**Exercise goal**
Reproduce the entire listing below, multiplying each coordinate in the answers by 1.35 and rounding to the nearest whole number, with halves going up. Omit the pictures.

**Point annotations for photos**
--- Start ---

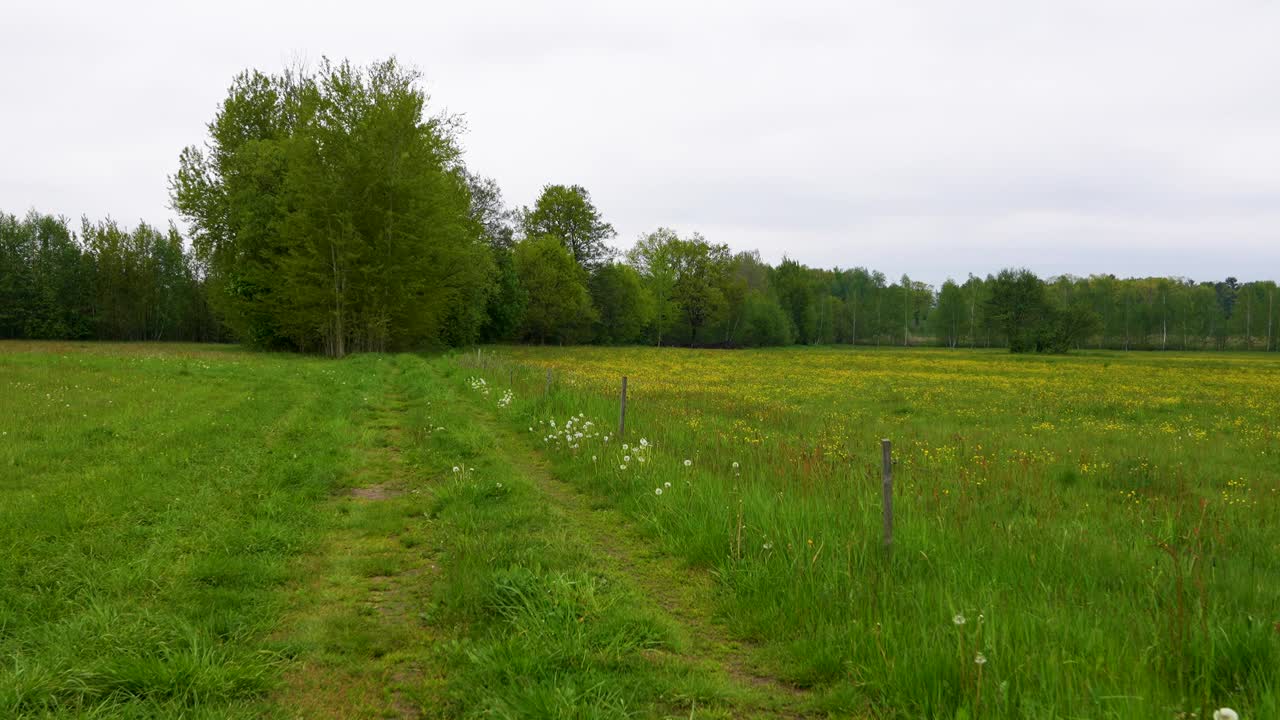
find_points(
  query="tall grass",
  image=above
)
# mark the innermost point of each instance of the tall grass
(150, 504)
(1105, 525)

--- End ---

**Written response**
find_points(
  query="tall grass",
  image=above
)
# mark the innermost point of each instance of the tall grass
(203, 680)
(1492, 709)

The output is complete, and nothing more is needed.